## [PROMPT]
In the visualiser module below, retype the passage starting at "# hkust_bnb_visualiser.py" and ending at "on traffic conditions.".

## [SELECTED TEXT]
____________________

# hkust_bnb_visualiser.py
# This module provides the main visualization for the HKUST BNB+ platform.
# It handles database connections, data retrieval, search relevance calculation, and map visualization
# for BNB listings across different neighborhoods in Hong Kong. The class integrates with traffic data
# to provide eco-friendly discount calculations based on traffic conditions.
# Key capabilities:
# - Text search functionality using sentence transformers
# - Traffic spot integration for eco-friendly discount calculations
# Author: Gordon Li (20317033)
# Date: March 2025
import oracledb
import pandas as pd
import folium
from html import escape
from sentence_transformers import SentenceTransformer, util
from geopy.distance import geodesic
import logging
from visualiser.td_traffic_spot_visualiser import TrafficSpotManager
from constant.hkust_bnb_constant import (
GET_ALL_NEIGHBORHOODS,
GET_NEIGHBORHOOD_LISTINGS,
GET_LISTING_REVIEWS,
GET_LISTING_REVIEWS_FOR_SEARCH,
DISCOUNT_INFO_TEMPLATE,
TRAFFIC_SPOT_INFO_TEMPLATE,
RELEVANCE_INFO_TEMPLATE,
POPUP_CONTENT_TEMPLATE,
MAP_SCRIPT
)
class HKUSTBNBVisualiser:
# Main class for BNB data visualization and management.
# Handles database connections, data retrieval, and rendering of interactive maps.
# Initializes the BNB visualizer with database connection, traffic spot manager, and NLP model.
# Sets up connection pool, loads traffic data, initializes sentence transformer model,
# and prepares neighborhood data with caching structures.
def __init__(self):
self.connection_params = {
'user': 'slliac',
'password': '7033',
'dsn': 'imz409.ust.hk:1521/imz409'
}
self.pool = oracledb.SessionPool(
user=self.connection_params['user'],
password=self.connection_params['password'],
dsn=self.connection_params['dsn'],
min=2,
max=5,
increment=1,
getmode=oracledb.SPOOL_ATTRVAL_WAIT
)
self.traffic_manager = TrafficSpotManager(self.connection_params)
logging.info(f"Traffic spots initialized, {len(self.traffic_manager.traffic_spots)} spots loaded")
try:
model_name = "sentence-transformers/all-MiniLM-L6-v2"

____________________

## [DATASET CONTENT]

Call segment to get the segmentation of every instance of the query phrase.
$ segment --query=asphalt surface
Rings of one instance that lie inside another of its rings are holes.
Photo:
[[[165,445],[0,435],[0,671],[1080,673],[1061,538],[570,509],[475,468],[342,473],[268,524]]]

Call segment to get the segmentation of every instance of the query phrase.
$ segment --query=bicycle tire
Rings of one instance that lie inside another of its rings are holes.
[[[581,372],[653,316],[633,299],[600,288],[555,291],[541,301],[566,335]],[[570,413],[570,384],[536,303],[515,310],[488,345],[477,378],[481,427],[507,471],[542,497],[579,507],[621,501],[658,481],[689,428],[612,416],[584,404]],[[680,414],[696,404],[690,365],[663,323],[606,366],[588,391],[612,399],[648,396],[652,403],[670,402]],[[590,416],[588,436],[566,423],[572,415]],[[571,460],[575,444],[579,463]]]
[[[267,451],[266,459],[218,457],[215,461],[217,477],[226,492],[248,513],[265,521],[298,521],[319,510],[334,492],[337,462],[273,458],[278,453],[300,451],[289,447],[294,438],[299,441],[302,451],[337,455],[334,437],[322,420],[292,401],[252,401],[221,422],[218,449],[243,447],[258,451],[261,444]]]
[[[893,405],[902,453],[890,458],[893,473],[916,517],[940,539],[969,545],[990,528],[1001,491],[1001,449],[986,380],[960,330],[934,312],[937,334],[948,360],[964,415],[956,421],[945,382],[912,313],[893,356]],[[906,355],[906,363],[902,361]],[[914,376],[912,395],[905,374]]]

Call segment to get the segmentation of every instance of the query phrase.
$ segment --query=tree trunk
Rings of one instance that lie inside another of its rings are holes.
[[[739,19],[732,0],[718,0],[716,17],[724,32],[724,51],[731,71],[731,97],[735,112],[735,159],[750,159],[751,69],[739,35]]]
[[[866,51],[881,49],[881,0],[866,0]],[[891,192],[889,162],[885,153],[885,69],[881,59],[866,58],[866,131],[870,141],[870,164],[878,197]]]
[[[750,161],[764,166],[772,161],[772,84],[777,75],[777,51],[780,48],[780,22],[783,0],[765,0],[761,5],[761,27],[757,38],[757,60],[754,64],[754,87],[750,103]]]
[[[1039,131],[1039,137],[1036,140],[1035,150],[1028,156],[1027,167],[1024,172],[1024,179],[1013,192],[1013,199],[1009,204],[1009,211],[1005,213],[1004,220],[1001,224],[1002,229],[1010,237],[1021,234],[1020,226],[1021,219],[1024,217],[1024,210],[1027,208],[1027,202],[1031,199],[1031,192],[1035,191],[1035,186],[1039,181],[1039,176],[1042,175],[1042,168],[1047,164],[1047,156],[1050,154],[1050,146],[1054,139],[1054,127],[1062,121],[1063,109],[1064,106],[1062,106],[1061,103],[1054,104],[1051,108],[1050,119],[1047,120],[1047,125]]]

____________________

## [OUTPUT BELOW]
# hkust_bnb_visualiser.py
# This module provides the main visualization for the HKUST BNB+ platform.
# It handles database connections, data retrieval, search relevance calculation, and map visualization
# for BNB listings across different neighborhoods in Hong Kong. The class integrates with traffic data
# to provide eco-friendly discount calculations based on traffic conditions.